TEXT

※ ※ ※

These are chat archives for dereneaton/ipyrad

11th
Feb 2016
Isaac Overcast
@isaacovercast
Feb 11 2016 00:28
Ungh, i don't know if you remember the problem i was having with gbs data where it was crashing inside muscle_align at line 189:
                    for rseq in revs:
                        try:
                            idxs.append(max(\
                                [i for i, j in enumerate(rseq) if j != "-"]))
I fukcin finally tracked that fucker down. Found the offending sample, then dug through all the tmp .ali files took for fuckin ever. I printed out rseq:
rseq ['TGCAGAGAGA--GAAGCAACTGGAGCAAGAAACCCCTGCA------------------------------------------------------', '----------------------------------------------------------------------------------------------', 'TGCANAGAGA--GAAGCAACTGGAGCAAGAAACCCCNGCA------------------------------------------------------', 'TGCAGAGAGA--GAAGCAACTGGAGCAAGAANCCCCTGCAGCAACCCCCGGAGCTGCCATCCCAGCACACTGCA--------------------']
Take a gander.
Deren Eaton
@dereneaton
Feb 11 2016 00:49
So this looks like a example where the cut site occurred multiple times in the fragment, and so a bunch of partially overlapping fragments are mapping together. The cut is at "CTGCAG", and you see "TGCAG" at the beginning and "CTGCA" at the end. We can avoid these coming up by limiting the query_cov param in the hackersonly dict.
as for what we should do...
the second seq must be one that aligned to the far left of the seed, and thus the whole thing got trimmed off when we set the trim the reads by the left end of the seed.
Isaac Overcast
@isaacovercast
Feb 11 2016 00:51
If you want to look at the chunk and the actual locus that caused this #108
Isaac Overcast
@isaacovercast
Feb 11 2016 01:01
Assuming you're right about multiple cut sites overlapping i think it's probably safest to just toss out the whole chunk. This happened ONCE out of all the samples (~300 Mil reads), don't think we would lose much sleep over throwing it out.
Deren Eaton
@dereneaton
Feb 11 2016 01:02
this is single-end gbs, right?
Isaac Overcast
@isaacovercast
Feb 11 2016 01:03
Yes
Deren Eaton
@dereneaton
Feb 11 2016 01:03
I agree, we could just throw it out. We can count it as being filtered by too many indels.

※ ※ ※

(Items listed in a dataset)
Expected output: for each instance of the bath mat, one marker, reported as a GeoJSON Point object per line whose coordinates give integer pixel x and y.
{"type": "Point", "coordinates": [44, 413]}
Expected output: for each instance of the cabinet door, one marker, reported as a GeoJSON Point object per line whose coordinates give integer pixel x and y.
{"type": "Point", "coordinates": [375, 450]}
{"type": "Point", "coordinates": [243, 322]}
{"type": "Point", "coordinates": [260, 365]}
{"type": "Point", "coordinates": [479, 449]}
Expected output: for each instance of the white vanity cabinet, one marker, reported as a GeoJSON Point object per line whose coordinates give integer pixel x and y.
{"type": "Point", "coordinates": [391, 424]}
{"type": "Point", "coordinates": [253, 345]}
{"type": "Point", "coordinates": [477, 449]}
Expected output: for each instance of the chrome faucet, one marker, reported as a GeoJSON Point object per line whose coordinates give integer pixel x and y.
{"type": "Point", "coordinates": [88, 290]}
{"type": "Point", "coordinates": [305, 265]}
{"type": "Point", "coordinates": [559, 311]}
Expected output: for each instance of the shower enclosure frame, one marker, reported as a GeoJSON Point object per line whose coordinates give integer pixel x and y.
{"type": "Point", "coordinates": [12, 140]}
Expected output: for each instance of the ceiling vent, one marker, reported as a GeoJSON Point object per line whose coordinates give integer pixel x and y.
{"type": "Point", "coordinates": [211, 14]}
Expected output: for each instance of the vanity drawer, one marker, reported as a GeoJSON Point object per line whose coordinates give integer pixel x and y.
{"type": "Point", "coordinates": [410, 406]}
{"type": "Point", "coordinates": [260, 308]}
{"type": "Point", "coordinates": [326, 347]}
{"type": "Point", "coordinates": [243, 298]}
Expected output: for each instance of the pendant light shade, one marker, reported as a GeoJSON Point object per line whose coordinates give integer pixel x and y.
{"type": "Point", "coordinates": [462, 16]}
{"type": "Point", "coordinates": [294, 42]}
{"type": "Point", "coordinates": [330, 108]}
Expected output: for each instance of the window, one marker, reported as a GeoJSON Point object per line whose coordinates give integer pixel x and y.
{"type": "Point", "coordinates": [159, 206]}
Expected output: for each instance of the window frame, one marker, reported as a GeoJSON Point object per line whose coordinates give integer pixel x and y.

※ ※ ※

TASK INSTRUCTIONS
1 – Answer these questions using the chat above the records:
(a) At what sequence is the cut, according to Deren Eaton?
(b) How often did the problem happen, according to Isaac Overcast?
(c) What kind of gbs data is involved?
2 – Transcribe from the chat the part that opens with the words containing "the second seq" and closes with "of the seed.".
3 – Summarize the chat in two sentences.

COMPLETE ANSWERS
1 –
(a) "CTGCAG"
(b) Once out of all the samples (~300 million reads)
(c) Single-end gbs

2 –
the second seq must be one that aligned to the far left of the seed, and thus the whole thing got trimmed off when we set the trim the reads by the left end of the seed.

3 – Isaac Overcast tracked down a crash inside muscle_align to one sample with gbs data and printed the offending sequences. Deren Eaton said the cut site had occurred multiple times in the fragment so that partially overlapping fragments mapped together, and he agreed to Isaac's proposal to throw out the chunk, counting it as filtered by too many indels.